═══ SELECTED TEXT ═══

Financial Resolutions for the New Year!
As the calendar turns to each new year, inertia often trumps good intentions. Whether it means getting to the gym more often, putting the phone down during family dinners or reviewing your financial plan. Since I haven’t had a gym membership in a decade and my wife has laid down the law on cellphone use, I’ll write about getting one’s financial life in order, a topic with which I feel more comfortable.
I’ve been privileged to work with many extremely bright and successful clients. They work hard, enjoy their careers and hobbies and were extremely thoughtful at the time they made their important financial decisions, whether it was taking out a mortgage, investing for retirement, sending their kids to good schools or engaging me as their financial advisor! The only problem lies in the fact that the financial and investing worlds are dynamic places. Changes in tax laws, investment options and lower investment expenses can render once smart decisions less than optimal.

═══

#### [REQUIRED WORK]
**A)** Set down the stretch from "I’ve been privileged" through "less than optimal." in the piece on financial resolutions, word for word.
**B)** Write the next part of the piece on financial resolutions, picking up after its final sentence.

═══ PROVIDED MATERIAL ═══

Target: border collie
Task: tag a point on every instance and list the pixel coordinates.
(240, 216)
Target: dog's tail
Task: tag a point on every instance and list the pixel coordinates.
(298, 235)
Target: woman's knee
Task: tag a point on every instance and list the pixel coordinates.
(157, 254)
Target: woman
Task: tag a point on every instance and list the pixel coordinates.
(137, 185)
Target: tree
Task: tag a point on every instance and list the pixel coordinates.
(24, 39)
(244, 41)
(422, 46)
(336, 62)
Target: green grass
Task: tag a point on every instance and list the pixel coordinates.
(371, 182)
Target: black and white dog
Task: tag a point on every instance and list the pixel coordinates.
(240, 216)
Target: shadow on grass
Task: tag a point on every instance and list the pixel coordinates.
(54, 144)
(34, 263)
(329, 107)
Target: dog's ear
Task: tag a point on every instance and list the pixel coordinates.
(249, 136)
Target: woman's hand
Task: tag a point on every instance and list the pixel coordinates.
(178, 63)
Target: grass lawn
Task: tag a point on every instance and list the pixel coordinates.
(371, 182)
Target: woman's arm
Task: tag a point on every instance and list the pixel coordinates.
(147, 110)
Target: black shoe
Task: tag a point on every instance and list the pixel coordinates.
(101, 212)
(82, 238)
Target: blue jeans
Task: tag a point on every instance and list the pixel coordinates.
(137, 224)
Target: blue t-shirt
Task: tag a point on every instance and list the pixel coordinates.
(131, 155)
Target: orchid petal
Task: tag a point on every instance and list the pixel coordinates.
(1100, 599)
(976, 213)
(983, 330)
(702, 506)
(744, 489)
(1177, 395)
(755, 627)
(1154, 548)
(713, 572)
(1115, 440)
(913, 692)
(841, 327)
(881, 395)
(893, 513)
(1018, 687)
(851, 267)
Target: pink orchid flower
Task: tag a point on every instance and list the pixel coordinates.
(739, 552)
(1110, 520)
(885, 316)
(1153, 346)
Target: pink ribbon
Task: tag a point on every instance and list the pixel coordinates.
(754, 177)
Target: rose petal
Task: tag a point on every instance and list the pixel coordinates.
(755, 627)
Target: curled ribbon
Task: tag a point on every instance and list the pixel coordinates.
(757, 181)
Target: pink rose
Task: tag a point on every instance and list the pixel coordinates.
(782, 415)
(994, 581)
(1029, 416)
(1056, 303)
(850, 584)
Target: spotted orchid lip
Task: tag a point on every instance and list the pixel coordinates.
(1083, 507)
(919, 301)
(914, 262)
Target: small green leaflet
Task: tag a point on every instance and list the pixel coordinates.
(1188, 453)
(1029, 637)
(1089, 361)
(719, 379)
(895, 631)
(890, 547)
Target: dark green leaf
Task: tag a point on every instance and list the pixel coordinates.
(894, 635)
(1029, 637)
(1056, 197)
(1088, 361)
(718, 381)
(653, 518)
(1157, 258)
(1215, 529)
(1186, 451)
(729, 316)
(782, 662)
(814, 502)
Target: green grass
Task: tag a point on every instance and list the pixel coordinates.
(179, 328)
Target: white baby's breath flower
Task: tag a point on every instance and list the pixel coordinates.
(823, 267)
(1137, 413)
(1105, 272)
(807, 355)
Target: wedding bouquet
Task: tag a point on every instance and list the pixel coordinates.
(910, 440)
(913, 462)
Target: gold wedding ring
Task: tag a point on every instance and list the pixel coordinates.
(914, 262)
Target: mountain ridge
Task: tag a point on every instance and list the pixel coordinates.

═══

#### [THE REPLIES]
**A)**
I’ve been privileged to work with many extremely bright and successful clients. They work hard, enjoy their careers and hobbies and were extremely thoughtful at the time they made their important financial decisions, whether it was taking out a mortgage, investing for retirement, sending their kids to good schools or engaging me as their financial advisor! The only problem lies in the fact that the financial and investing worlds are dynamic places. Changes in tax laws, investment options and lower investment expenses can render once smart decisions less than optimal.

**B)**
Perhaps you took out a great mortgage 10 years ago at 4.50% and reaped the benefits of fully deducting the interest on your taxes. With the new federal tax laws that limit state and local tax deduction to $10,000 in aggregate, you may now be taking the standard deduction rendering that interest deduction worthless. All the while, you are investing in CDs or bonds that are yielding next to nothing. I don’t discount the value of financial flexibility that a mortgage provides, but it may be worth revisiting the rationale used a decade or more ago to see if you can improve your situation.
Have you looked at your investment account statements recently? You are probably happy with the results and a decade long bull market makes everyone a good investment manager! But do you know what fees you are paying? If you have a contract with an advisor, you may recall what percentage of assets you are paying, but do you know what costs you are paying for commissions and expenses on the investments they recommend? As the late, great Jack Bogle of Vanguard stated, “in investing, you get what you don’t pay for” and the high expenses of some managers and investments can put a significant dent in your returns.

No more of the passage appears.